— start of Records provided —
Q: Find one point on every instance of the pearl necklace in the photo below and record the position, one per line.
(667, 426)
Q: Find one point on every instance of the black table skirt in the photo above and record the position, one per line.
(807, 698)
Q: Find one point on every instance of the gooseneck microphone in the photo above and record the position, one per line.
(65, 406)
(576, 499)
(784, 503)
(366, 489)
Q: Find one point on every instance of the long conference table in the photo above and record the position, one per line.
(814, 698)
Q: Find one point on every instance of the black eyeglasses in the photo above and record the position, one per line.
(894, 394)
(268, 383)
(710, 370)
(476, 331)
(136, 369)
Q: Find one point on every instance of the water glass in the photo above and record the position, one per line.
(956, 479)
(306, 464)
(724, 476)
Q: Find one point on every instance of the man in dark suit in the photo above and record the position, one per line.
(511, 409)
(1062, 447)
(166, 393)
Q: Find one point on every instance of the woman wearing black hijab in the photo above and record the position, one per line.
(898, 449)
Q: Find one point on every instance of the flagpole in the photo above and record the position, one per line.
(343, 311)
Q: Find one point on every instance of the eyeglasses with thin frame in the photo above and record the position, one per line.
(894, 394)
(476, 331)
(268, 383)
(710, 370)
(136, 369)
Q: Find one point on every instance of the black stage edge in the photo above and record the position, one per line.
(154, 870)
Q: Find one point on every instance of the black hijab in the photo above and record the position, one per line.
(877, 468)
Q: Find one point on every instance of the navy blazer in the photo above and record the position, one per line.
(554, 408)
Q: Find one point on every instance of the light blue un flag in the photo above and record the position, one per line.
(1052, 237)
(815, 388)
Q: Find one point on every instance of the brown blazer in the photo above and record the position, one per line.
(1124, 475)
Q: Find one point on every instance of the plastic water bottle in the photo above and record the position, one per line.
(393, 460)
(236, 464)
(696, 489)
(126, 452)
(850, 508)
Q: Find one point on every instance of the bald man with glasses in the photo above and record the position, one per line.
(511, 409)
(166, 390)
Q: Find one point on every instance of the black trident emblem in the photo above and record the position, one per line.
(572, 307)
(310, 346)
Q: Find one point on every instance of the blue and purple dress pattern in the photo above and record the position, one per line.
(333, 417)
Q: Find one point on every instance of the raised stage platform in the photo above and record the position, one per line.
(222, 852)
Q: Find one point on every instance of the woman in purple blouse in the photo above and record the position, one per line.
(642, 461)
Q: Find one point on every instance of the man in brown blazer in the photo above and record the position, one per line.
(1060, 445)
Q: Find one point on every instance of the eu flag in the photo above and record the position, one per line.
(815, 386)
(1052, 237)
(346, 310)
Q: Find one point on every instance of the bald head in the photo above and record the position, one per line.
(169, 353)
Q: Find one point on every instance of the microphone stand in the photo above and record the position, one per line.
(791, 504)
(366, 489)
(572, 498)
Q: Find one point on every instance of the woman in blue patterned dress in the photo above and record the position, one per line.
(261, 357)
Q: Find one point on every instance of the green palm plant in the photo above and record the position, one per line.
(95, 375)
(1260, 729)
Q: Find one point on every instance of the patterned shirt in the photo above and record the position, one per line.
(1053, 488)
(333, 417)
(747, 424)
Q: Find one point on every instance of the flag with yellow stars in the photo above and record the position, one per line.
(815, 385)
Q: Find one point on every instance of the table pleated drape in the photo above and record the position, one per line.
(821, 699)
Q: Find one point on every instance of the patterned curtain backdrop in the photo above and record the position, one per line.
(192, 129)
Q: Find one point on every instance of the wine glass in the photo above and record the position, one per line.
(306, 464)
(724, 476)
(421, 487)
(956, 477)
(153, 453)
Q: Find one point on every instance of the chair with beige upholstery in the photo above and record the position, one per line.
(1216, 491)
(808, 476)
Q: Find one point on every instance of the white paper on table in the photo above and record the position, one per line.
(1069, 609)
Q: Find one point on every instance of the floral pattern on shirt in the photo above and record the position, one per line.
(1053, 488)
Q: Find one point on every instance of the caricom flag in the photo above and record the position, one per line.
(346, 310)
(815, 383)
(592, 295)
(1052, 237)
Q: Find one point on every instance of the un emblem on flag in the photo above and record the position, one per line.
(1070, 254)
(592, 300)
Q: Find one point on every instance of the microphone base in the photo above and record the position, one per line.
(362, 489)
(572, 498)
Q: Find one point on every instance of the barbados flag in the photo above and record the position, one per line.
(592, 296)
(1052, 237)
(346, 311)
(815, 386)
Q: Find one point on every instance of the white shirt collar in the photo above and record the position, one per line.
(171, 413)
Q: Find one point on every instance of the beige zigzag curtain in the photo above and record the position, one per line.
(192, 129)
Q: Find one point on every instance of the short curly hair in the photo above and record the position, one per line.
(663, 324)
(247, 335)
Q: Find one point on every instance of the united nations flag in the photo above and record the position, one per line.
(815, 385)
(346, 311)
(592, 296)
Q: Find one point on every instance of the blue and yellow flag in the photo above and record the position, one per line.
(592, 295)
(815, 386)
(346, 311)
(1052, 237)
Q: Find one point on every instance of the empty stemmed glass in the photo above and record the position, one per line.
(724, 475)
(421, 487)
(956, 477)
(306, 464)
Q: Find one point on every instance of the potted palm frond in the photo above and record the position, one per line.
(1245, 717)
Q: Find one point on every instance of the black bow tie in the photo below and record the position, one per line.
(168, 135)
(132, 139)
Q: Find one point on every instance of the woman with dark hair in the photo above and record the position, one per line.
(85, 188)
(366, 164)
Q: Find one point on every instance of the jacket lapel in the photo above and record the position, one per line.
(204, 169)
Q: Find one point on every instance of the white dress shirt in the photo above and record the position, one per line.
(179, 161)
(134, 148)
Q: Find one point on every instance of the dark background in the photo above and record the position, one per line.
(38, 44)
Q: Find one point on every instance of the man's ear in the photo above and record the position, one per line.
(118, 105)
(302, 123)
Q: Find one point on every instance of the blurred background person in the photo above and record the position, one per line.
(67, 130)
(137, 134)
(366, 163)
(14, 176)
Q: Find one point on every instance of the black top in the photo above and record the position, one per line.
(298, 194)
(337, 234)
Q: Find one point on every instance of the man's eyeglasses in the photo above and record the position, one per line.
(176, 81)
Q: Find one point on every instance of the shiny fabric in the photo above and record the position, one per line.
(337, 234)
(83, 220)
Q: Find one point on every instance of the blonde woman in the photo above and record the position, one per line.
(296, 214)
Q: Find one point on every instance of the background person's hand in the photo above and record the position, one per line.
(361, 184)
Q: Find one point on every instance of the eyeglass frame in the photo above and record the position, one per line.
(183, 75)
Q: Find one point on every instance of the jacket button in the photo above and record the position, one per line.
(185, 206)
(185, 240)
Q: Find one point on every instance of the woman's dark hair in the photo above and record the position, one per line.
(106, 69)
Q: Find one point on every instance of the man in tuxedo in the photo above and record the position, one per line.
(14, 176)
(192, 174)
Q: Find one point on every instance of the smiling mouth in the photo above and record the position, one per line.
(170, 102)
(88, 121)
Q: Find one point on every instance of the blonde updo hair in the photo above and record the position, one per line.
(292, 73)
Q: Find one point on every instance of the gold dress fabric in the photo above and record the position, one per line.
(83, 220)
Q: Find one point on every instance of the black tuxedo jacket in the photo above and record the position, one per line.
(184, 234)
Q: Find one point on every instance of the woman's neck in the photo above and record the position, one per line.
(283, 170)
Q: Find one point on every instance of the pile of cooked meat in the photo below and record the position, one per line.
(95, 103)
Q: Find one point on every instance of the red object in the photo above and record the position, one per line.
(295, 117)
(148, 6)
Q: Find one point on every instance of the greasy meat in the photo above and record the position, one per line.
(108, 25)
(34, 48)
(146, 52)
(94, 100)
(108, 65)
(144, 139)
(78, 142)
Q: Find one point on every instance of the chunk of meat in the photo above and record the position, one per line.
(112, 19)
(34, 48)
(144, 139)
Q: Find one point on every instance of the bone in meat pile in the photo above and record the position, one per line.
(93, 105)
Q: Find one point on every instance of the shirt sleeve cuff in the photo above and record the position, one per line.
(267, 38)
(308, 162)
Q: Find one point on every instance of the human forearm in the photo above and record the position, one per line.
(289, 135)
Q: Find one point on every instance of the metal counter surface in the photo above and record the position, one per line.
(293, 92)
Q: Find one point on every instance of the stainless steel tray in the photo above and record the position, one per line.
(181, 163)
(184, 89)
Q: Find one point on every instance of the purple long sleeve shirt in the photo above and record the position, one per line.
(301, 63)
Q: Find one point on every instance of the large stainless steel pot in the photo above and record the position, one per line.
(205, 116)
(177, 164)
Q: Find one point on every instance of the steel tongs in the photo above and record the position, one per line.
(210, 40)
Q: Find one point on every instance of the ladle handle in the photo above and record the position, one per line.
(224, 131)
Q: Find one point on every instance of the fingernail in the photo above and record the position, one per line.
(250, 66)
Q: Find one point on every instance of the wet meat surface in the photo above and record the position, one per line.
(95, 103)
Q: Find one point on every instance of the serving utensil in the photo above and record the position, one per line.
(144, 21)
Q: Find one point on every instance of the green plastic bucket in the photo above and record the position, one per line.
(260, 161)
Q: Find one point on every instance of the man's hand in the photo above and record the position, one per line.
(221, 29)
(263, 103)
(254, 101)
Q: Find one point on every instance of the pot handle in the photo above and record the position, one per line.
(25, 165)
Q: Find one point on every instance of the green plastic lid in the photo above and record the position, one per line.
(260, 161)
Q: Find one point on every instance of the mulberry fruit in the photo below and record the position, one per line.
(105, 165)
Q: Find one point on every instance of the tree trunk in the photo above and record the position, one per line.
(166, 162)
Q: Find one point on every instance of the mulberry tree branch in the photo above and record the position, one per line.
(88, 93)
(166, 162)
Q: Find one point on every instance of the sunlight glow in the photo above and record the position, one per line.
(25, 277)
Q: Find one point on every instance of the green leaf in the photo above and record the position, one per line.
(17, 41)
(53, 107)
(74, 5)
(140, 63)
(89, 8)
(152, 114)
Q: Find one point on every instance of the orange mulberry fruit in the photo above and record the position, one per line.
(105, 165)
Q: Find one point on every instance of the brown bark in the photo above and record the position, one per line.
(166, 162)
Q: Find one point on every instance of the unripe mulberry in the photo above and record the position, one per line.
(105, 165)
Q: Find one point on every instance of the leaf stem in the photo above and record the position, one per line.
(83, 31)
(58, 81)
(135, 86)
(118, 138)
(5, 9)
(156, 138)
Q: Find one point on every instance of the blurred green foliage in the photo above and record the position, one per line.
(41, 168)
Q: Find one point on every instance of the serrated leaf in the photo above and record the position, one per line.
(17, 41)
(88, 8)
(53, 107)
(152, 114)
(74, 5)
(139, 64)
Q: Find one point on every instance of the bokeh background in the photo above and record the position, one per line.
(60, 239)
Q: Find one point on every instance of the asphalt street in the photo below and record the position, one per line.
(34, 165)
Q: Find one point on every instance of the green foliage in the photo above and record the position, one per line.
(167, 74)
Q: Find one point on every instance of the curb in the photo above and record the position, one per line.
— end of Records provided —
## Exercise requirements
Give back exactly the lines that run from the line with "Q: Find one point on every instance of the blurred green" through the close of the material, counting both ends, and nothing more.

## Finished task
Q: Find one point on every instance of the blurred green foliage in the photo above and record the position, one per line.
(41, 168)
Q: Find one point on every instance of the serrated leaf in the photo above and record the position, one per line.
(17, 41)
(88, 8)
(53, 107)
(152, 114)
(74, 5)
(139, 64)
Q: Find one point on every instance of the bokeh background in the photo above and record the position, one per line.
(60, 239)
Q: Find one point on every instance of the asphalt street in the photo below and record the position, one per line.
(34, 165)
Q: Find one point on every instance of the green foliage in the photo above and record the position, one per line.
(167, 74)
Q: Find one point on every instance of the curb in the photo above and record the position, one per line.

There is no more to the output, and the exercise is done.